■ Problem requirements: Return, word for word, only the lines from the one containing "Target: epaulette" through the last line of the entries.

[Entries from a pointing dataset]
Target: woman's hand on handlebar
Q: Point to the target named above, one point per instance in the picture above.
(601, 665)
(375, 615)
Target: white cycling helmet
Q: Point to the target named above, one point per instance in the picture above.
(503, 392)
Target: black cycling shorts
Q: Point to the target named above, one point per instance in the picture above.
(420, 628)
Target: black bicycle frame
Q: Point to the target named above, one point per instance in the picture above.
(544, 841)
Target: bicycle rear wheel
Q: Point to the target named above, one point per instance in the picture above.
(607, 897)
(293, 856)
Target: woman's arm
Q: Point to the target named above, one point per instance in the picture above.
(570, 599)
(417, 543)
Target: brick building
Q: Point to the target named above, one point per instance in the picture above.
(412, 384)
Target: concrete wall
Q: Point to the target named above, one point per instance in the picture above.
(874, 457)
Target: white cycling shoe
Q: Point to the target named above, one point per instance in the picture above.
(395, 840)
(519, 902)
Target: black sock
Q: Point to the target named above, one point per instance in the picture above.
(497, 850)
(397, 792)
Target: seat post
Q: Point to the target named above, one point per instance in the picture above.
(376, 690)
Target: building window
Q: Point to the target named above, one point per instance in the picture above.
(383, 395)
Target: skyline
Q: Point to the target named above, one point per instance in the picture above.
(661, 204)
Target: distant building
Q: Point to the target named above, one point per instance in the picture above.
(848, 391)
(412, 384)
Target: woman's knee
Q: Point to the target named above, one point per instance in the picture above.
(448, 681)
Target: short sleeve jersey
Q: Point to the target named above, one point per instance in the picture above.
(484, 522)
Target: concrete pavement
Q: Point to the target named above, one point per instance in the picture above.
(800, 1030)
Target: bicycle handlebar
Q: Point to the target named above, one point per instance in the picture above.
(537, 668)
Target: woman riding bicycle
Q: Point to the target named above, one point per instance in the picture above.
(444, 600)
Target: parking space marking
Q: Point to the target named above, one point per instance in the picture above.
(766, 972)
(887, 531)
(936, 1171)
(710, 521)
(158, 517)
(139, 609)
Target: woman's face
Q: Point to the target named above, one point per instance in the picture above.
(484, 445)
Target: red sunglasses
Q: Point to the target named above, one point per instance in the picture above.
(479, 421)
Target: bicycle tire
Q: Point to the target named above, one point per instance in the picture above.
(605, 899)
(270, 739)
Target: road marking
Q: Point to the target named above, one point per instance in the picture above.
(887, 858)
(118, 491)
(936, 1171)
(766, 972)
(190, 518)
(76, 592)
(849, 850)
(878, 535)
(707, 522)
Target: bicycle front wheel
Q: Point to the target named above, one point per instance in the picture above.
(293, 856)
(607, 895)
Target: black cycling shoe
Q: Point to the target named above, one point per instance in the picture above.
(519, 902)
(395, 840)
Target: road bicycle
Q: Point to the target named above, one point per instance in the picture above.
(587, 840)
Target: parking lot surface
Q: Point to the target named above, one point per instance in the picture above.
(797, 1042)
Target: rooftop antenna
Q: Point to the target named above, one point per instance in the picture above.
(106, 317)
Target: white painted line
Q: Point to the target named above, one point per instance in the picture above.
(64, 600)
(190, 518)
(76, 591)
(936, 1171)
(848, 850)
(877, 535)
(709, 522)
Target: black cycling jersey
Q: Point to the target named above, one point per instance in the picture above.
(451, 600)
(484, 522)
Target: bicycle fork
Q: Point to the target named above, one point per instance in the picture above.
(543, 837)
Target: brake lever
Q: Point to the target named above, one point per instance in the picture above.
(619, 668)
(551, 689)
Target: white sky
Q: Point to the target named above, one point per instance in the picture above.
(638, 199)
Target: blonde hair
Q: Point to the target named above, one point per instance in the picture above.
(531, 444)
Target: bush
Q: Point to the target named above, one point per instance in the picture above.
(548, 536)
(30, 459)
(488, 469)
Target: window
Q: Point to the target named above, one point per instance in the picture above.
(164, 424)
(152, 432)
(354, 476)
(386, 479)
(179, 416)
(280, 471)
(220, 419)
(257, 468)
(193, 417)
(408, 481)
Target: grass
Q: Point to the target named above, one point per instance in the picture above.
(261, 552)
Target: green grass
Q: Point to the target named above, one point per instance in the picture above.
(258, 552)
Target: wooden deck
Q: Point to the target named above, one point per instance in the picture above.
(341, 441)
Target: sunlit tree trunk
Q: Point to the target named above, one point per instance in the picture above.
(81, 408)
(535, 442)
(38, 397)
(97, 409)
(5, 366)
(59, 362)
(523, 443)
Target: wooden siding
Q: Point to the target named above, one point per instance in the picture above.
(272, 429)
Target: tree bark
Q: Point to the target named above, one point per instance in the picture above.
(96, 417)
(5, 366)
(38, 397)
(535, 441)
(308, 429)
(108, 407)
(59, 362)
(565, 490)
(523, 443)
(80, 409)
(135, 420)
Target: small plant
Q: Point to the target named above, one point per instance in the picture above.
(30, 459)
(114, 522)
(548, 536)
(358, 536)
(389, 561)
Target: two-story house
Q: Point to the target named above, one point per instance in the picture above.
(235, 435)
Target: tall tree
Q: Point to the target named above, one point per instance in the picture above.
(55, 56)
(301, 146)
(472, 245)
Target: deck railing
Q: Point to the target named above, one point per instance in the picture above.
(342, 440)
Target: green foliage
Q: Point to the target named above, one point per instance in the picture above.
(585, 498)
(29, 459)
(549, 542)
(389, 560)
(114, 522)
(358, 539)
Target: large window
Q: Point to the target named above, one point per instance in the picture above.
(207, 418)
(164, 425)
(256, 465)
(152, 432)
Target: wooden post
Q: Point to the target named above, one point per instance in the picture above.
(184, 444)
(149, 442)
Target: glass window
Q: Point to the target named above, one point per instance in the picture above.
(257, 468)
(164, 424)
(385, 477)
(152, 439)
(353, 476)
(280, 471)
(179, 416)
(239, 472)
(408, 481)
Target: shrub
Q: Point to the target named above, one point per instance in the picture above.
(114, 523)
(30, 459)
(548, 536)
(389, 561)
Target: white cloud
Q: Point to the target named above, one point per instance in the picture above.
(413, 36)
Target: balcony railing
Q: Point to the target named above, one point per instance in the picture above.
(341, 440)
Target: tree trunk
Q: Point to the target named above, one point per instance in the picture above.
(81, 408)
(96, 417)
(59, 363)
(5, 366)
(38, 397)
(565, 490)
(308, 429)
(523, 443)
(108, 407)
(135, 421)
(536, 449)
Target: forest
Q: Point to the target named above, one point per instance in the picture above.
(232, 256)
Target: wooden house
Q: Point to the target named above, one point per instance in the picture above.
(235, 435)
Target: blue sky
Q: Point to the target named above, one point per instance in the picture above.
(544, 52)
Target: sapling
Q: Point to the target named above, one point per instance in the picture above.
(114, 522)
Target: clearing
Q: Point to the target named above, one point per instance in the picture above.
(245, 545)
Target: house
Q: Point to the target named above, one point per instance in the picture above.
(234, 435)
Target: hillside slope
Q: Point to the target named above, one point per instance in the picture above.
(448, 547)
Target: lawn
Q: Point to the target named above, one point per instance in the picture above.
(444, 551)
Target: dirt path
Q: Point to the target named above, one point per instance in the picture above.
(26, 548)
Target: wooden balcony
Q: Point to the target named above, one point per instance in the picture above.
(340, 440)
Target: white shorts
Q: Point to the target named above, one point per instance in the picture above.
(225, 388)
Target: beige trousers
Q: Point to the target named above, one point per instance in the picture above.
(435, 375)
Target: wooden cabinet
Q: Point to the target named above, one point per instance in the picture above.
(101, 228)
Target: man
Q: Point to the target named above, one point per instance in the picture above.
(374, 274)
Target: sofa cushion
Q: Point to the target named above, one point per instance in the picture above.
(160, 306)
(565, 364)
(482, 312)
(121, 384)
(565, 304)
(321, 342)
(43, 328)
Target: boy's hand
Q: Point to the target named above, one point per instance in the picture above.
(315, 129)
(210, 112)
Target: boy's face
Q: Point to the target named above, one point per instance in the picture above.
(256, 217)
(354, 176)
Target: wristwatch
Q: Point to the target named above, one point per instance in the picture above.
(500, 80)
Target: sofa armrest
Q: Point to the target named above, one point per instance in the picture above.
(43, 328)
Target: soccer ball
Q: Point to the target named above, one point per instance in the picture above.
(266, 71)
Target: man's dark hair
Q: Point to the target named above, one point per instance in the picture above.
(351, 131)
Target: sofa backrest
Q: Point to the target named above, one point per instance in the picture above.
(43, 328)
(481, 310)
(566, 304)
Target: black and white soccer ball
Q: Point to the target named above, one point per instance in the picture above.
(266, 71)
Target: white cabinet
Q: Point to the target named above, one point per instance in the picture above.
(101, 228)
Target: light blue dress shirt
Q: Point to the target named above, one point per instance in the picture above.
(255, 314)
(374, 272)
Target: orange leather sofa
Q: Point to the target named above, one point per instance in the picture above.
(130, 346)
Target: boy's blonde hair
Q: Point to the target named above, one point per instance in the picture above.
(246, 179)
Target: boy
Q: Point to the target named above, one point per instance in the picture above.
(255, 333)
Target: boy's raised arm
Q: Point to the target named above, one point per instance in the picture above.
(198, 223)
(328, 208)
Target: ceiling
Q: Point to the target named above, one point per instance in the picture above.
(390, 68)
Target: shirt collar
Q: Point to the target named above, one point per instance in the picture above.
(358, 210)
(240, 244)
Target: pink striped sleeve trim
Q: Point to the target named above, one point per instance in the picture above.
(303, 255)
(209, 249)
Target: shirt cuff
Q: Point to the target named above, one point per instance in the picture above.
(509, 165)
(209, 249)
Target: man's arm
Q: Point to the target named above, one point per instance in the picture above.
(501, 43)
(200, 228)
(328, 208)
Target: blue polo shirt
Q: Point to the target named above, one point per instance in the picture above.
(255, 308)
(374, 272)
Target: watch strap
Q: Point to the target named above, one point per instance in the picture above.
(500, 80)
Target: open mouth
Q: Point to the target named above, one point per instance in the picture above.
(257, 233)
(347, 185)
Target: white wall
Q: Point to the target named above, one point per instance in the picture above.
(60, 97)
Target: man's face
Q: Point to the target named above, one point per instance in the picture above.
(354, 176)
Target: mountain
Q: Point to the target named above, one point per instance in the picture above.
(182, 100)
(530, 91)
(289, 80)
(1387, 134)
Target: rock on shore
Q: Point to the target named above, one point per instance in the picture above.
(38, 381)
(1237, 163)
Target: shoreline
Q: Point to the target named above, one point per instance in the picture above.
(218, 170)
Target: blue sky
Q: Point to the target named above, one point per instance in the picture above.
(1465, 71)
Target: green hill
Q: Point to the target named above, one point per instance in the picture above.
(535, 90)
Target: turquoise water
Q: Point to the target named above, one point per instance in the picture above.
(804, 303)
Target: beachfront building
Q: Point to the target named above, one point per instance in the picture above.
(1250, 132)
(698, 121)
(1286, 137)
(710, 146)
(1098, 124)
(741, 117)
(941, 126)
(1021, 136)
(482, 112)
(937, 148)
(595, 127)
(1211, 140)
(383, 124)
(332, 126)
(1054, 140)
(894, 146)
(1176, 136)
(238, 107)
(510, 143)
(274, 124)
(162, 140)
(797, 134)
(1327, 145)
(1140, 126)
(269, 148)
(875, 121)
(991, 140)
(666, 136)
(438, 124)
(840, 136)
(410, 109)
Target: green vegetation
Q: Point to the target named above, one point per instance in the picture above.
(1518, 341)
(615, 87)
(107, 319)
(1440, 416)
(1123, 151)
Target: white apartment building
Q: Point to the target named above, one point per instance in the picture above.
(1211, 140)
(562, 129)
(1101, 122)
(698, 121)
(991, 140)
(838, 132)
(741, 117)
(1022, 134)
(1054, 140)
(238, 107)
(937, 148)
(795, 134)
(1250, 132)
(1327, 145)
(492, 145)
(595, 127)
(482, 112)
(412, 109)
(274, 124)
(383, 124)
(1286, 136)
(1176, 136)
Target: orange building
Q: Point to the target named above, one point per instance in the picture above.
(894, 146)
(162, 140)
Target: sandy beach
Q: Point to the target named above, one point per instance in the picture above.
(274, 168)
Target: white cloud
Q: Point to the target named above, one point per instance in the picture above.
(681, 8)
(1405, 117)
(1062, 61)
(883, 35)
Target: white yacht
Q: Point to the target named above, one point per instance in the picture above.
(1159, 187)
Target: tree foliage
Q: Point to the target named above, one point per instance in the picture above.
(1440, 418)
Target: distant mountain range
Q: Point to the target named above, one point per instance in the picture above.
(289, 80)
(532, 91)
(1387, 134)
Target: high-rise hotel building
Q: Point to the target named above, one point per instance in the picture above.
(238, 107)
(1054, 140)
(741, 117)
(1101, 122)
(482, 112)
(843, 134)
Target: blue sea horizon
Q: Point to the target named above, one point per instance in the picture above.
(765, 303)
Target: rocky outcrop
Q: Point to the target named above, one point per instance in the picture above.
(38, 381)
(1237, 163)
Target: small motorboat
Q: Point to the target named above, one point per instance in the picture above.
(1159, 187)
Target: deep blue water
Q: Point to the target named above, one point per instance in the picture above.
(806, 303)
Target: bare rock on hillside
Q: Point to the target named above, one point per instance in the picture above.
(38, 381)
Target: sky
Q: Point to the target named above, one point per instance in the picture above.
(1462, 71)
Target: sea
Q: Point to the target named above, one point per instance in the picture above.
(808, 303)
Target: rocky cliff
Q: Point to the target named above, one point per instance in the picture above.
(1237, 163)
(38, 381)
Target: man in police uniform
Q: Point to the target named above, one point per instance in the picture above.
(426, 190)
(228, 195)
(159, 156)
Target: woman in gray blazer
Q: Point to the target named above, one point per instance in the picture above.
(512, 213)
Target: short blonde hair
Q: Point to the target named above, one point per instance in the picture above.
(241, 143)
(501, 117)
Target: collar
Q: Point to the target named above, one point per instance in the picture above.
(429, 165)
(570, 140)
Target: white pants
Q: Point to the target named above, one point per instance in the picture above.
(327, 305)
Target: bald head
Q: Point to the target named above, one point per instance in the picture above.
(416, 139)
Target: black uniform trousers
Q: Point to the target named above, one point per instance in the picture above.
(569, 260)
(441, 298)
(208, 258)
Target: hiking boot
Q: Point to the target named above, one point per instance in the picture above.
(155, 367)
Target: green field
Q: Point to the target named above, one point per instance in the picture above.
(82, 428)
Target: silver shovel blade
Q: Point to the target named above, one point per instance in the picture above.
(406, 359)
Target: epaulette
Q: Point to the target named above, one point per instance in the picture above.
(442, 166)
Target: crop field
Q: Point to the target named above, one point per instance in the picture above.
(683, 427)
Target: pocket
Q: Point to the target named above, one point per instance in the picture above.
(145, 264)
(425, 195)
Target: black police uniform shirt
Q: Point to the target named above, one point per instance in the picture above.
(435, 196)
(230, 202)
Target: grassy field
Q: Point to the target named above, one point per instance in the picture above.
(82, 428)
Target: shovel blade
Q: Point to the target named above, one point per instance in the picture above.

■ Reply to the task:
Target: epaulette
Q: Point to the target named above, one point per instance in the picture above.
(442, 166)
Target: crop field
Q: Point to the target named above, one point per instance in the picture above.
(683, 427)
Target: pocket
Q: Point to the target named above, one point per instance in the picture above.
(145, 264)
(425, 195)
Target: black police uniform shirt
Q: Point to the target named above, one point per instance in the picture above.
(435, 196)
(230, 202)
Target: grassy field
Q: Point to the target named above, one point per instance in the picture above.
(82, 428)
Target: shovel blade
Q: Point to the target named above, one point per instance in the picture above.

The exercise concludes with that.